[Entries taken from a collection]
───

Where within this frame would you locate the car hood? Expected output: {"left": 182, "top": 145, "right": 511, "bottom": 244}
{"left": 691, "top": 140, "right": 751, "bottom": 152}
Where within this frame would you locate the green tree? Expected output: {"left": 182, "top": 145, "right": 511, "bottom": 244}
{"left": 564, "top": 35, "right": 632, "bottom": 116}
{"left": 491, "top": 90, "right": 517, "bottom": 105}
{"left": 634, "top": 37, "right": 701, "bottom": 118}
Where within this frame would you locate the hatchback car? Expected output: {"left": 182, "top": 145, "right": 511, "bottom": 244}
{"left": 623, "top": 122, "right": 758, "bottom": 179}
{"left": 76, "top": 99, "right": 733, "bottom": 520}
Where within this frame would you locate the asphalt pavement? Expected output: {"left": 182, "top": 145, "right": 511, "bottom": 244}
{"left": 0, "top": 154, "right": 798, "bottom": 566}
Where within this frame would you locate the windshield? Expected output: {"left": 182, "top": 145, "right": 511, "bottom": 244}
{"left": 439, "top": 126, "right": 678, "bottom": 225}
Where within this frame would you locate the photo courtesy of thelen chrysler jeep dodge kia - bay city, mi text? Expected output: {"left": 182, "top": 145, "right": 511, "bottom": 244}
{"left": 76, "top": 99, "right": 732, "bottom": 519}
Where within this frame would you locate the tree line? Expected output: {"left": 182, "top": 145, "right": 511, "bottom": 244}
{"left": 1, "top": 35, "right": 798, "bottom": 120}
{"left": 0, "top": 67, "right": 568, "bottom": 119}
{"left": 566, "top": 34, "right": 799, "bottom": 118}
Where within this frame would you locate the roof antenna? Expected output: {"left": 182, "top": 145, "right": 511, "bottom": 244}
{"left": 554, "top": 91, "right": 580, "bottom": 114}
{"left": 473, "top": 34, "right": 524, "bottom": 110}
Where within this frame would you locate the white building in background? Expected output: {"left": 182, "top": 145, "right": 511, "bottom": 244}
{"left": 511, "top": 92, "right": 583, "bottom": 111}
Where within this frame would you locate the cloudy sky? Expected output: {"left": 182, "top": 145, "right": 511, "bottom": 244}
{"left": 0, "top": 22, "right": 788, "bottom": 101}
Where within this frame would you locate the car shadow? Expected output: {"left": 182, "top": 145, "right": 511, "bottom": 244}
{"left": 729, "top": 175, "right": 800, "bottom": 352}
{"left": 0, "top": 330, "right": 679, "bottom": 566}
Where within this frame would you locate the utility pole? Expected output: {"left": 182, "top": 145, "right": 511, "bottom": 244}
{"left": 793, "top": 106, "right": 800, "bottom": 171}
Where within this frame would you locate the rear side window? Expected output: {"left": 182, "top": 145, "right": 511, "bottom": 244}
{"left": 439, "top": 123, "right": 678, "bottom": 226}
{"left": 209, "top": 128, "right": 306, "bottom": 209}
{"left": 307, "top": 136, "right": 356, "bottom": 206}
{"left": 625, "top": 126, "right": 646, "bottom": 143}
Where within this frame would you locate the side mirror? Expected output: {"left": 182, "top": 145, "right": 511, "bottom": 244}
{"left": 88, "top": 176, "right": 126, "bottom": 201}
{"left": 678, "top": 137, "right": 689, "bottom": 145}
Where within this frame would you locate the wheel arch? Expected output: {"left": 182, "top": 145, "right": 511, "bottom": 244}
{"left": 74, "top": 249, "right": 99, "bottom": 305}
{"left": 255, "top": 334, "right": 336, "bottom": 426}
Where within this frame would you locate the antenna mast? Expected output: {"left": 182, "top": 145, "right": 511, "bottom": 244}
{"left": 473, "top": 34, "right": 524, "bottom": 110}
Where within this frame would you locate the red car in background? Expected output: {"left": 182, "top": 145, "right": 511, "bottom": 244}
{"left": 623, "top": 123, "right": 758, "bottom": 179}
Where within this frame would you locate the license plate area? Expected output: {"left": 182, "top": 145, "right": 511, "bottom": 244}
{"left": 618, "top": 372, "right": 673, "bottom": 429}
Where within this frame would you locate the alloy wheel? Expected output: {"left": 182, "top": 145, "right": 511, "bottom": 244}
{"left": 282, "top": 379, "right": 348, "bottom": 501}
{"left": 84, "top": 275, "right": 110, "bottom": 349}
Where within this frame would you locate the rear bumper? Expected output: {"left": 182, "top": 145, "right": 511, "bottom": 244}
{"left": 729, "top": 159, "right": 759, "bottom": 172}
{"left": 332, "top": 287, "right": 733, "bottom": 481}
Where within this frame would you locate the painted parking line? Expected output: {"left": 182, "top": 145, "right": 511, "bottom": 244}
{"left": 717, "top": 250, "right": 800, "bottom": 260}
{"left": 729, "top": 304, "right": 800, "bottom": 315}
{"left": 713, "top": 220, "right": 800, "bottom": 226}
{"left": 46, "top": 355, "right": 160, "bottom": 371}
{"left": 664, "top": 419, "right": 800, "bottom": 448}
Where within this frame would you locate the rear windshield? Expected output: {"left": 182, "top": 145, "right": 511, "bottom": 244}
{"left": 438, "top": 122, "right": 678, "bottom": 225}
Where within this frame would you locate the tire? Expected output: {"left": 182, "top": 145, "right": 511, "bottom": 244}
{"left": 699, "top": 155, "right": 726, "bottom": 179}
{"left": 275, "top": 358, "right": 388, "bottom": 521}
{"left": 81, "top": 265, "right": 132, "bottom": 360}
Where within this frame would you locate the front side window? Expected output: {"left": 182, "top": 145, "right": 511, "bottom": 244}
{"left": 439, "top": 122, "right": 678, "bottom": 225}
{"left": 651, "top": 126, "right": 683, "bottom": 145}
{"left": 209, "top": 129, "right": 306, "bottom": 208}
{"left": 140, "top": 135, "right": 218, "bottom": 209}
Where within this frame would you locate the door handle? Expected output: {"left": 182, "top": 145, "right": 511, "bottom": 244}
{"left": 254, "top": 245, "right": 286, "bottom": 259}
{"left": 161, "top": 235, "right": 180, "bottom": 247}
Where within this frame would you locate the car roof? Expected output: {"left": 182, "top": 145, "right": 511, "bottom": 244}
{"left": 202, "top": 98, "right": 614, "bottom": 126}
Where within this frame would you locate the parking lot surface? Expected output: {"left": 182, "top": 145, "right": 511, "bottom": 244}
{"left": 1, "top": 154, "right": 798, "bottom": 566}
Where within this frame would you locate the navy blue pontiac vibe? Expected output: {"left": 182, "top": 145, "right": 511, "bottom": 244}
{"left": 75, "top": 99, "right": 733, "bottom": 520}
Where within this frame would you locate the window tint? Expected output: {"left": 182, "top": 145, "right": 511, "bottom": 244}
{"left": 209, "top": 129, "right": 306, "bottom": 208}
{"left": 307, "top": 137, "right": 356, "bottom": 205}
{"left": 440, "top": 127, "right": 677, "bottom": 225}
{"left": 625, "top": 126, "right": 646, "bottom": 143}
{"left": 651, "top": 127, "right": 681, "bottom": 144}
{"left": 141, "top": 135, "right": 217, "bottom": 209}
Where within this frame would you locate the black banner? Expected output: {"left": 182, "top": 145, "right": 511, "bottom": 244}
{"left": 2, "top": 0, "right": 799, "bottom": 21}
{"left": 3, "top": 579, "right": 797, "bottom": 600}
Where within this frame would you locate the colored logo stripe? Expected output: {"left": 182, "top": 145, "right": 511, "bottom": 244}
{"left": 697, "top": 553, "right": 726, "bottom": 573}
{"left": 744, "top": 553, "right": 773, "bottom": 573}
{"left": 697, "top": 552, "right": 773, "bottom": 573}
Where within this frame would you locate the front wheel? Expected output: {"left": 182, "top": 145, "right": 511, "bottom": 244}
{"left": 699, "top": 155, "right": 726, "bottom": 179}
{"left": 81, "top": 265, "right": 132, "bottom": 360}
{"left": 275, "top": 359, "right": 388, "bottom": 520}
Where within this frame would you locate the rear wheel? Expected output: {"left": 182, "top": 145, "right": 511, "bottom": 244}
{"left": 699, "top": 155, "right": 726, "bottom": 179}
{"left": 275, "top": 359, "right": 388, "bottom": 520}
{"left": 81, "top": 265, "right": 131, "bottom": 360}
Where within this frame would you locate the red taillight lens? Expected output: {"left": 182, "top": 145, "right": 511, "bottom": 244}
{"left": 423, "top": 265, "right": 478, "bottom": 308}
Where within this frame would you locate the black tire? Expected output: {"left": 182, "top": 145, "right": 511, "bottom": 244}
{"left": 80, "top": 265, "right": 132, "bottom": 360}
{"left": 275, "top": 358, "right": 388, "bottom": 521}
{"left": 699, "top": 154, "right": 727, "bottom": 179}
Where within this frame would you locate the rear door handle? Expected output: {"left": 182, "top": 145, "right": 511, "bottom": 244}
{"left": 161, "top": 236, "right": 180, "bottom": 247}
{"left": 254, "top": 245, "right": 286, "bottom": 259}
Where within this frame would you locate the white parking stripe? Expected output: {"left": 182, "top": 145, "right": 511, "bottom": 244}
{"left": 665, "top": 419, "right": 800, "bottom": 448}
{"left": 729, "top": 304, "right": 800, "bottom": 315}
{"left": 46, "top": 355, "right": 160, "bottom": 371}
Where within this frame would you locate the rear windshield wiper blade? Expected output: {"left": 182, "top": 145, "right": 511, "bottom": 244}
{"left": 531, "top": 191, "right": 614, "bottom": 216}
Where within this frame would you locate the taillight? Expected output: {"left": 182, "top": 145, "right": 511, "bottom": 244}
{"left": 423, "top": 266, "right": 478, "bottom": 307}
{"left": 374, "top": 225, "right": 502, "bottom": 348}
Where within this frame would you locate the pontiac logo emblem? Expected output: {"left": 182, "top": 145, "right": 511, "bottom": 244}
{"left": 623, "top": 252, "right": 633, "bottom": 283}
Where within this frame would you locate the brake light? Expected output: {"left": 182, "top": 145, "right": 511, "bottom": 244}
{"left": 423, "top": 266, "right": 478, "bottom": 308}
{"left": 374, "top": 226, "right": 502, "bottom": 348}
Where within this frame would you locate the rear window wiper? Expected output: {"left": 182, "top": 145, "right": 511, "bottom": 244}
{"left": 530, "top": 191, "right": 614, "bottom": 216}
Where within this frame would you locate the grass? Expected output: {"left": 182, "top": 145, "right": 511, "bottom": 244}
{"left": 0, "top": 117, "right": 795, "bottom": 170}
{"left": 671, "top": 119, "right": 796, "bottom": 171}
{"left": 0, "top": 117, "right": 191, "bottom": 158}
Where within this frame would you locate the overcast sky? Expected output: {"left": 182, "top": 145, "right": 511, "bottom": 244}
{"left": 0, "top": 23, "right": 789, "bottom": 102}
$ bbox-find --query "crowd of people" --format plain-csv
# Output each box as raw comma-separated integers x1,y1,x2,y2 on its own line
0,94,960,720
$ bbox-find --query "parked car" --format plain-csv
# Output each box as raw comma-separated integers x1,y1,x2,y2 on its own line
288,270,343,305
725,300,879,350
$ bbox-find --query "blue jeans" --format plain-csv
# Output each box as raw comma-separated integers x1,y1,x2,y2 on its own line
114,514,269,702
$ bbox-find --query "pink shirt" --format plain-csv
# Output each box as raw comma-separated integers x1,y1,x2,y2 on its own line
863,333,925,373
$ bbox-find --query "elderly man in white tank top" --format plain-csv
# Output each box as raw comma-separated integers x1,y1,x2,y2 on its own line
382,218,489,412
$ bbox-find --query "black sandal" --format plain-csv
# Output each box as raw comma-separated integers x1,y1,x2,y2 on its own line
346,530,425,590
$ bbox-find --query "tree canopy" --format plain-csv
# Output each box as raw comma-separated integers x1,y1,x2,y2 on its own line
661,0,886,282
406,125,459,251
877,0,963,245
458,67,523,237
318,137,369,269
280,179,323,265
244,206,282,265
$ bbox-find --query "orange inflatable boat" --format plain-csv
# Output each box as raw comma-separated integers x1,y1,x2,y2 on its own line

───

[TASK STATEMENT] A complete answer gives every line of the data that includes "bbox".

[RESPONSE BELOW]
$ bbox-find --query "crowd of people" --format plain-csv
$ bbox-find --query "parked car" --format plain-csv
$ bbox-find --query "blue jeans" --format plain-csv
$ bbox-find --query "pink shirt" --format plain-csv
$ bbox-find --query "elderly man in white tank top" --format plain-csv
$ bbox-find --query "black sandal" --format plain-csv
$ bbox-find --query "tree canopy" --format plain-csv
$ bbox-find --query "orange inflatable boat" --format plain-csv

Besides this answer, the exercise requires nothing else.